** Dataset follows **

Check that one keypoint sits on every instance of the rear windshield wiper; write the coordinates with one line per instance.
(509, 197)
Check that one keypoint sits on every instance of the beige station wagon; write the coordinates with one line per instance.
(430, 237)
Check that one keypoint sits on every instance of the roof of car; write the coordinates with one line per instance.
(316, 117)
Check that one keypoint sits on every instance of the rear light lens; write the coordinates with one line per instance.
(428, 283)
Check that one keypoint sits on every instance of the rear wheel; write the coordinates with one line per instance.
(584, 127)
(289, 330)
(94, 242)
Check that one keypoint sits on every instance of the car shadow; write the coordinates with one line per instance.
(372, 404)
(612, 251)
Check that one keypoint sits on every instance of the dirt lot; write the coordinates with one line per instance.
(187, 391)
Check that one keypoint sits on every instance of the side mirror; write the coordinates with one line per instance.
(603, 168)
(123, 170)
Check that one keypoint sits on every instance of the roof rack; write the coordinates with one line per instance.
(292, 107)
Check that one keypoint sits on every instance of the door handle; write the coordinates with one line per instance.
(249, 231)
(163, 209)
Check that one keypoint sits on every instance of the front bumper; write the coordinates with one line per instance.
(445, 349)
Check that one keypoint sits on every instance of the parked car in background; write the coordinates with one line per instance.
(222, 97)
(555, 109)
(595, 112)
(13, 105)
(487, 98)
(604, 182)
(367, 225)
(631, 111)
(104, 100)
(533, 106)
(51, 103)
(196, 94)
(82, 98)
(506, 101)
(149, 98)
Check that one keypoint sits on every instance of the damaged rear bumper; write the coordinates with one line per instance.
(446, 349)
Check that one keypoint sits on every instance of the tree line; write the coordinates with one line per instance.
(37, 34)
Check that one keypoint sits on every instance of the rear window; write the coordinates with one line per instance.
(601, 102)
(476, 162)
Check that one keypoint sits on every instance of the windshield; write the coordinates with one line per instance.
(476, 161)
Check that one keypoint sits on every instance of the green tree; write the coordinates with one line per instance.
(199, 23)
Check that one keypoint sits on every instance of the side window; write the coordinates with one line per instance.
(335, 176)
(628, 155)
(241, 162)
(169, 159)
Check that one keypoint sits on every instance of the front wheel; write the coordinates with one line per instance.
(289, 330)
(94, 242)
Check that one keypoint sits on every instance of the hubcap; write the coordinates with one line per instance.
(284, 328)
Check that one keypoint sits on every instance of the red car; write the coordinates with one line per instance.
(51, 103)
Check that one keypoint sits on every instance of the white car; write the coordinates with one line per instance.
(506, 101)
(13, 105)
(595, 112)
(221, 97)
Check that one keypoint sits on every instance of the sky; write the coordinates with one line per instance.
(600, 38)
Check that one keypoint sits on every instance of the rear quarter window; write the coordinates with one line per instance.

** End of Dataset **

:: Required action ::
Please copy out the preceding data in full, exactly as written.

:: Response for this exercise ::
Check that one keypoint sits on every instance of the rear windshield wiper; write the coordinates with one line per instance.
(509, 197)
Check that one keypoint sits on every instance of the beige station wagon; write the coordinates with one line per instance.
(430, 237)
Check that one keypoint sits on every instance of the roof of car; write the coordinates with one line per instance.
(316, 117)
Check that one keypoint sits on every instance of the rear light lens; write the coordinates with one line per instance.
(428, 283)
Check that one keypoint sits on every instance of the rear wheel; write the coordinates with one line per instance.
(584, 127)
(289, 330)
(94, 242)
Check that one keypoint sits on every instance of the car shadow; write the coordinates with one line per instance.
(372, 404)
(612, 251)
Check that one keypoint sits on every instance of the dirt lot; write the coordinates with one line per instance.
(187, 391)
Check that one keypoint sits on every instance of the side mirror; write the coordinates with one line per instance.
(603, 168)
(123, 170)
Check that one keypoint sits on every instance of the roof rack; write the coordinates with one line per instance.
(292, 107)
Check that one keypoint sits on every instance of the door handle; write the coordinates with one line per instance.
(249, 231)
(163, 209)
Check that one keypoint sits on every instance of the front bumper; write the coordinates with one line per instance.
(445, 349)
Check that one keypoint sits on every instance of the parked car in background; write the coordinates with one line per instance.
(222, 97)
(555, 109)
(595, 112)
(13, 105)
(487, 98)
(604, 182)
(367, 225)
(631, 111)
(104, 100)
(533, 106)
(51, 103)
(196, 94)
(82, 98)
(506, 101)
(149, 98)
Check that one keypoint sits on every instance of the damaged rear bumper; write the coordinates with one line per instance.
(446, 349)
Check that one keypoint sits on every instance of the tree line; write the coordinates with one line per instance.
(37, 34)
Check that one keypoint sits on every instance of the rear window; write the coordinates with one line per instance.
(601, 102)
(476, 162)
Check that one keypoint sits on every instance of the windshield; write the coordinates with one line per instance.
(476, 161)
Check that one keypoint sits on every instance of the green tree; write the coordinates with one line per instance.
(199, 23)
Check that one keypoint sits on every instance of the side window; write the coordinates with one line per instance.
(335, 176)
(628, 155)
(241, 162)
(169, 159)
Check that one keypoint sits on every instance of the front wheel; write the coordinates with one line per instance.
(289, 330)
(94, 242)
Check that one keypoint sits on every instance of the hubcap; write the coordinates with one line per instance.
(284, 328)
Check that one keypoint sits on every instance of the red car; write the coordinates with one line per instance.
(51, 103)
Check that one keypoint sits on every instance of the white car; write the coordinates with one line per instance.
(506, 101)
(13, 105)
(595, 112)
(221, 97)
Check that one keypoint sits on every instance of the sky; write the coordinates with one line per instance.
(600, 38)
Check that one keypoint sits on every instance of the rear quarter window; write the coordinates with one line per instance.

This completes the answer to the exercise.